> **Task to complete**:
Write out the data again with every "green plastic basket" replaced by "blue plastic bin", changing nothing else, and omit the pictures.

> **Input data**:
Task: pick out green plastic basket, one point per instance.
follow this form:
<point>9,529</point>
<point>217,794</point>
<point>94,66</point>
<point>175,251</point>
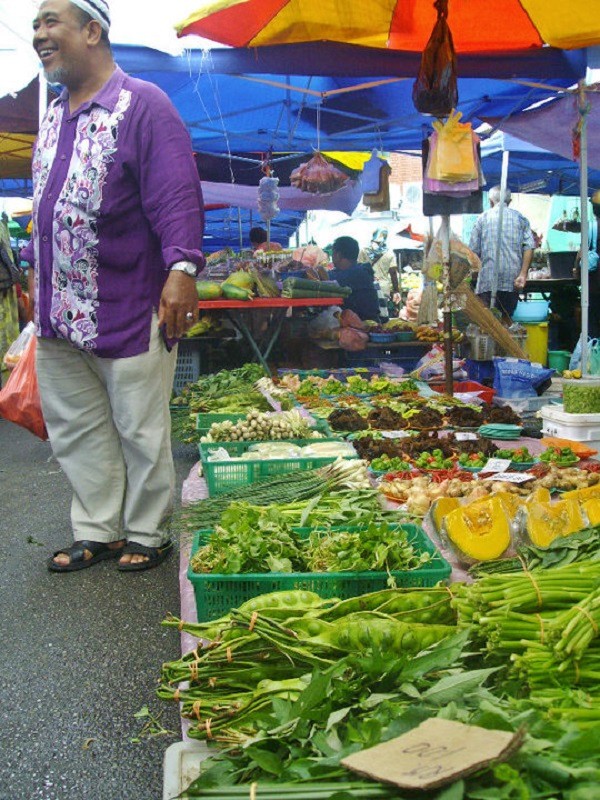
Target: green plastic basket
<point>221,476</point>
<point>217,594</point>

> **Completed exercise**:
Task: pick out blue plastic bin, one point per instance.
follow this form:
<point>9,529</point>
<point>217,794</point>
<point>94,66</point>
<point>175,251</point>
Target: blue plastic bin
<point>221,476</point>
<point>217,594</point>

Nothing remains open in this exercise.